• **EXTRACTED TEXT**:
# Guitar instructor needed in Pickering



## Lola (Nov 16, 2014)

I have been playing for almost 5 years but there are certain important issues I need to address! Looking for an instructor out in Durham east. I have played phone tag with one and now he won't return my calls. That fact really bothers me! I can't believe his business ineptitude. Can anyone suggest anyone out my way?


----------



## bw66 (Dec 17, 2009)

If I remember right, you don't drive, but if you're desperate and can find your way to Uxbridge, I'd be happy to have you as a student. Go to UxbridgeGuitar.com for more info - site hasn't been updated in way too long, but all the info is accurate. And I will almost certainly return your phone call.


----------



## Lola (Nov 16, 2014)

bw66 said:


> If I remember right, you don't drive, but if you're desperate and can find your way to Uxbridge, I'd be happy to have you as a student. Go to UxbridgeGuitar.com for more info - site hasn't been updated in way too long, but all the info is accurate. And I will almost certainly return your phone call.


Thanks Brian but Uxbridge is a little out of my way. Thanks for the offer though!


----------



## bw66 (Dec 17, 2009)

Lola said:


> Thanks Brian but Uxbridge is a little out of my way. Thanks for the offer though!


Thought it might be, but I figured I might as well do a bit of self-promotion.


----------

• **DATA ROWS**:
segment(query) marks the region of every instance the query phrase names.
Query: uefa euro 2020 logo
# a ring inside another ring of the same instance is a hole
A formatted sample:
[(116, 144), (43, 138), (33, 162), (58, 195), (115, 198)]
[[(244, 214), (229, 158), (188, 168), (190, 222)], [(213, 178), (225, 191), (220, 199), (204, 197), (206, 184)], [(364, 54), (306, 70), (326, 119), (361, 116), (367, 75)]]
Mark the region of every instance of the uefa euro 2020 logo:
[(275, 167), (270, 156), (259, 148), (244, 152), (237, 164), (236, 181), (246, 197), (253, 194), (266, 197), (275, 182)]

• **LIST OF TASKS**:
- a) From the guitar instructor thread, reproduce word for word the passage starting with "# Guitar instructor" and going on through "out my way?".
- b) Answer these questions from the guitar instructor thread, ignoring the entries:
(i) How long has Lola been playing?
(ii) In what area is Lola looking for an instructor?
(iii) What website does bw66 give for more information?

• **OUTPUTS IN ORDER**:
- a)
# Guitar instructor needed in Pickering



## Lola (Nov 16, 2014)

I have been playing for almost 5 years but there are certain important issues I need to address! Looking for an instructor out in Durham east. I have played phone tag with one and now he won't return my calls. That fact really bothers me! I can't believe his business ineptitude. Can anyone suggest anyone out my way?

- b)
(i) Almost 5 years.
(ii) Durham east.
(iii) UxbridgeGuitar.com.